(Source records Opens)
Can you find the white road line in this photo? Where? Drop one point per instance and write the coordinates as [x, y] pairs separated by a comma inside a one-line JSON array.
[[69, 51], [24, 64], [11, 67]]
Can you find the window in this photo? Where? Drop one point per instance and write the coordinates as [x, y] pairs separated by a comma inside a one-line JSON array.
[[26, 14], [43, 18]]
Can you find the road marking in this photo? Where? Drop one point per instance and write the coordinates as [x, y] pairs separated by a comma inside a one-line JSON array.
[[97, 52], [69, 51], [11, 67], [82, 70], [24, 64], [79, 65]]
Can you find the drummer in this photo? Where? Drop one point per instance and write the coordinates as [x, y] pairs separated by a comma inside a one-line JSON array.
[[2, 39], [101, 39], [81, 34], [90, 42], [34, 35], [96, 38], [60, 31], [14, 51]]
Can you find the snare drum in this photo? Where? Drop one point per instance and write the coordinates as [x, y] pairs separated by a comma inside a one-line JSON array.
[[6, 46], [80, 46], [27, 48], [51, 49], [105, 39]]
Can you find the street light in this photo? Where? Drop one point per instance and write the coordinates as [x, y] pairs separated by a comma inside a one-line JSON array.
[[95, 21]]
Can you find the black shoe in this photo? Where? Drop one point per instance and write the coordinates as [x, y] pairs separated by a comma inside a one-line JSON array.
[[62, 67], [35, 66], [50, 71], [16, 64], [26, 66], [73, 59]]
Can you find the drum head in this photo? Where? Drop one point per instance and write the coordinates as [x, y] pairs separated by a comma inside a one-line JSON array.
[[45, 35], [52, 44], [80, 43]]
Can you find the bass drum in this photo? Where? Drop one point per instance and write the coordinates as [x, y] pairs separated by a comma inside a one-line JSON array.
(Source records Closes)
**Assignment**.
From the first line to the last, transcribe the records exactly.

**Task result**.
Can you find the white road line in this photo? Where? Drop one point per instance and write the coordinates as [x, y] pairs separated by a comma inside a one-line JSON array.
[[69, 51], [24, 64], [11, 67]]
Can you find the window in this photo? Where? Drop one point per instance and write the coordinates as [x, y] pairs separated by a comma inside a one-line JSON array.
[[26, 14], [43, 18]]
Can you find the road marking in this photo? Where? Drop one point per instance and write the coordinates as [x, y] pairs separated by a comma inside a one-line JSON array.
[[97, 52], [69, 51], [11, 67], [82, 70], [24, 64], [79, 65]]
Can you find the drummer in this photo? Where? Drop one point per instance and write the coordinates as [x, y] pairs separated by a comma inside a one-line JSON array.
[[2, 39], [101, 39], [81, 34], [90, 42], [34, 35], [96, 38], [60, 31], [14, 51]]
Can you find the snare drum in this photo? Where? Drop one point per instance and write the coordinates as [x, y] pairs separated by a comma inside a one-line JSON array.
[[6, 46], [80, 46], [27, 48], [51, 49], [105, 39]]
Can you find the street light in this photo? Where? Drop one point per instance and write the coordinates as [x, y] pairs separated by a comma inside a one-line JSON array.
[[95, 21]]
Can you find the black shoe in this photo? Where? Drop one point per instance and write the coordinates as [x, y] pairs separated by a comma inside a one-line JSON array.
[[62, 67], [35, 66], [50, 71], [16, 64], [26, 66], [73, 59]]
Can you find the drum head in this photo? Where? Drop one point per instance and write the coordinates as [x, y] pairs separated by a comma inside a one-line JSON array.
[[45, 35], [52, 44], [80, 43]]
Can you find the bass drum in this photo? Where? Drop one point per instance and write the coordinates as [x, y] pairs separated by a comma inside a one-line JSON array.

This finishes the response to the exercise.